◆ Exercise objective ◆
Could you write out the opening lines of the data, word for word, stopping after the line that contains "Return the mask"?

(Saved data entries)
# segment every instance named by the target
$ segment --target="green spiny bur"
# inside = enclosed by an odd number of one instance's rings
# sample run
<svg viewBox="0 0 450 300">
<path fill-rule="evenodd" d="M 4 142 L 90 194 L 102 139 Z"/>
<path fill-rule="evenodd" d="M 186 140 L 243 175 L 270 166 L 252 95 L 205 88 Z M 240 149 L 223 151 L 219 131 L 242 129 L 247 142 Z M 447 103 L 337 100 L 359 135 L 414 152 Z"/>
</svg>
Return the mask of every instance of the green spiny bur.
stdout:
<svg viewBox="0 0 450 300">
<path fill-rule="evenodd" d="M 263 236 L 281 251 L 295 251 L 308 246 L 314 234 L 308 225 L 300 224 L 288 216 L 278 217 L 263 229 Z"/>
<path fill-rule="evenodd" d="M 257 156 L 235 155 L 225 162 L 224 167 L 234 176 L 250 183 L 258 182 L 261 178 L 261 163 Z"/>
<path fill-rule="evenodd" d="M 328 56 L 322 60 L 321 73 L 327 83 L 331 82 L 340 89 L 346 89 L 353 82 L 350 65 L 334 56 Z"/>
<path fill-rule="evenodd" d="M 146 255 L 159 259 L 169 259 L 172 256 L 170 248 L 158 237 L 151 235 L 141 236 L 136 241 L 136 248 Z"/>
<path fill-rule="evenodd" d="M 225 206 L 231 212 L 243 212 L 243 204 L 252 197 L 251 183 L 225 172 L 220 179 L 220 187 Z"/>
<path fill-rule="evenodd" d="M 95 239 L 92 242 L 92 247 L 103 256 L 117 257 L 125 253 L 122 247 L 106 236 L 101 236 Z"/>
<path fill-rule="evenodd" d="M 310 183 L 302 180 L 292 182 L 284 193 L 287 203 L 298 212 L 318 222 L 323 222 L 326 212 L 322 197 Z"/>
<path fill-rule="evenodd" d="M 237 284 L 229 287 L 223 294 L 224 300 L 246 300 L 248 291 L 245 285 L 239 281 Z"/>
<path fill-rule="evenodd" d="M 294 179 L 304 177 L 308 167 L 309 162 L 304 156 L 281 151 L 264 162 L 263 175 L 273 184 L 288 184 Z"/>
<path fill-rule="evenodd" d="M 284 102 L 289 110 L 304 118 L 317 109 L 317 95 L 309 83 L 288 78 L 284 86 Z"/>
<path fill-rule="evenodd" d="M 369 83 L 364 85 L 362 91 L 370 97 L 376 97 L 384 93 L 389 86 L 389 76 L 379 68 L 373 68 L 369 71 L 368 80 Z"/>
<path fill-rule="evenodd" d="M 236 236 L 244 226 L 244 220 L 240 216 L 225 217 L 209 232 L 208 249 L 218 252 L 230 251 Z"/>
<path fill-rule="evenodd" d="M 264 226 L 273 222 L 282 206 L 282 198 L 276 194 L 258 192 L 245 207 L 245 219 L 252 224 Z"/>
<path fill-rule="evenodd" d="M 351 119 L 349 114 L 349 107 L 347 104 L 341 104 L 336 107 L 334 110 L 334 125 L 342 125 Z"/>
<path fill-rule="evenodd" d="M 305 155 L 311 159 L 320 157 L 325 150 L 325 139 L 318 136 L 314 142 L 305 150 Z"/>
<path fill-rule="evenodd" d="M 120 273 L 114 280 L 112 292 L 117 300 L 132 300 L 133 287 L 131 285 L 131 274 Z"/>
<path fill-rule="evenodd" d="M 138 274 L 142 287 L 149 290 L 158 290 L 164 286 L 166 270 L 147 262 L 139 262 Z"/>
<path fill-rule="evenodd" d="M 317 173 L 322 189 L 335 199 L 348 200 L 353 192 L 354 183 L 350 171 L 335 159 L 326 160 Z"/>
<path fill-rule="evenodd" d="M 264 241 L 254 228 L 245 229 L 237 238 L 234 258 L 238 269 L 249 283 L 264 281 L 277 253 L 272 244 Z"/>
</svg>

◆ Output of the task ◆
# segment every instance named by the target
$ segment --target="green spiny bur"
# inside = enclosed by an odd number of one instance's rings
# sample run
<svg viewBox="0 0 450 300">
<path fill-rule="evenodd" d="M 4 142 L 90 194 L 102 139 Z"/>
<path fill-rule="evenodd" d="M 186 140 L 243 175 L 270 166 L 252 95 L 205 88 Z M 240 149 L 223 151 L 219 131 L 242 129 L 247 142 Z M 447 103 L 337 100 L 359 135 L 414 152 Z"/>
</svg>
Return the mask of every instance of the green spiny bur.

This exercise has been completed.